Estratto fornito:
+ + + +

CORTE DI CASSAZIONE – Ordinanza 16 settembre 2021, n. 25032

Tributi – Accertamento – Questionario – Mancata risposta – Accertamento sintetico del reddito – Redditometro – Possesso di beni indice di maggiore capacità contributiva – Legittimità

Rilevato che

nella controversia originata dall’impugnazione da parte di S.L. di avvisi di accertamento emessi, a seguito di mancata risposta al questionario, ai sensi dell’art. 38, quarto comma, d.P.R. n. 600 del 1973 e relativi a IRPEF, addizionali regionali e sanzioni degli anni di imposta 2006 e 2007, la C.T.P. di Milano, previa riunione, accoglieva i ricorsi ma la decisione, appellata dall’Agenzia delle entrate, veniva riformata, con la sentenza indicata in epigrafe, dalla Commissione Tributaria regionale della Lombardia (d’ora in poi C.T.R.).

+ + + +

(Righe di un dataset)
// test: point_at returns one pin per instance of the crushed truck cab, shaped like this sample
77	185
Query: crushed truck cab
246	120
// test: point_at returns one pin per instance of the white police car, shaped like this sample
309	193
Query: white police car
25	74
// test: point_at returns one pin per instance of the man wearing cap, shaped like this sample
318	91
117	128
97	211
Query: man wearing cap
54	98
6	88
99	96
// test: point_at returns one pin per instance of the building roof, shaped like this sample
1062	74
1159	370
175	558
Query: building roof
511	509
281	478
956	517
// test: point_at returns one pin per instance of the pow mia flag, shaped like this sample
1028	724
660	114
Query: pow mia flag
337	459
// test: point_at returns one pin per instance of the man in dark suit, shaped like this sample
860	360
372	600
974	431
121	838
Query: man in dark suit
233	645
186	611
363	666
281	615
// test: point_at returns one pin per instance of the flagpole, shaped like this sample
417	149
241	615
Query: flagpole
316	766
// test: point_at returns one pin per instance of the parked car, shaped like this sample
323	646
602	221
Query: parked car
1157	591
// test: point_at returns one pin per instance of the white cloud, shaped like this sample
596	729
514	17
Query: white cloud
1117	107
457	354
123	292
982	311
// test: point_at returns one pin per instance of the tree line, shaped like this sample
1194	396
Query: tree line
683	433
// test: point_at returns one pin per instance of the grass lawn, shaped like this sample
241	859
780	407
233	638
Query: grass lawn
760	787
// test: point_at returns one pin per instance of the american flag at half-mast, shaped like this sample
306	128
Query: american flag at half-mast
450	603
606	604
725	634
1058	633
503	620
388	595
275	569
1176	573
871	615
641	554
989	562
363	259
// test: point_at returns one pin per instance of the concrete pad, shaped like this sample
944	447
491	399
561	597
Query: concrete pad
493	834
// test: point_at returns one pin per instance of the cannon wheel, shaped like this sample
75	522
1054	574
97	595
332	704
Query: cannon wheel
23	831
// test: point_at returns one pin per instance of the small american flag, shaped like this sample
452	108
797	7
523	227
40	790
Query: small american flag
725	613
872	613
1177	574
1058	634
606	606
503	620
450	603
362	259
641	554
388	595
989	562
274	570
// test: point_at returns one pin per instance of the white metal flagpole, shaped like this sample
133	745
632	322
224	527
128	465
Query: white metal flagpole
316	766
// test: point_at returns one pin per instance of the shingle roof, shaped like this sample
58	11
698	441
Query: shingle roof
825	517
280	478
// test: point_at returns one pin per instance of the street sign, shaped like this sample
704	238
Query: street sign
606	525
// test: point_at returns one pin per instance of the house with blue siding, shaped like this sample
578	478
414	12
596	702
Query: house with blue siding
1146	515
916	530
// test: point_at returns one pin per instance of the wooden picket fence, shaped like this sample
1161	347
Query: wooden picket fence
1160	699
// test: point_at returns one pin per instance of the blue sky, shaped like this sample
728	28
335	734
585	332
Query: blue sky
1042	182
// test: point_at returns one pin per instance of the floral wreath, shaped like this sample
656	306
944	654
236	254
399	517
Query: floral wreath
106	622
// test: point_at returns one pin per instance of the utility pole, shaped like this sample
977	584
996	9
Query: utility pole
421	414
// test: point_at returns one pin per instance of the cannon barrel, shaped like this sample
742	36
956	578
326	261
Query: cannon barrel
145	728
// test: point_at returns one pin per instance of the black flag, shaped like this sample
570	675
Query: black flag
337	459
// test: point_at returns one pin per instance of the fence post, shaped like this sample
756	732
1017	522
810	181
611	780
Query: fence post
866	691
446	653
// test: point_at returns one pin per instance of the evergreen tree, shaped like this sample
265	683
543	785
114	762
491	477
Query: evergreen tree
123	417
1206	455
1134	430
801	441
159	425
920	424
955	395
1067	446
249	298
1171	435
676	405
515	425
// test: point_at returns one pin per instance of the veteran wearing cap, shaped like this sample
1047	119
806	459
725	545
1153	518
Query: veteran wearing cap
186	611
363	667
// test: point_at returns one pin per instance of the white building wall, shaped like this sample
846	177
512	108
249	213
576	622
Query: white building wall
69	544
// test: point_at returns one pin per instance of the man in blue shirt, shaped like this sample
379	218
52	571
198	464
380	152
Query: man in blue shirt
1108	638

+ + + +

Descrizione del compito: Riporta tutti gli organi giudiziari e gli enti pubblici nominati nell'ordinanza, con la denominazione che vi compare.

Risposta al compito:
- Corte di Cassazione
- C.T.P. di Milano
- Agenzia delle entrate
- Commissione Tributaria regionale della Lombardia (C.T.R.)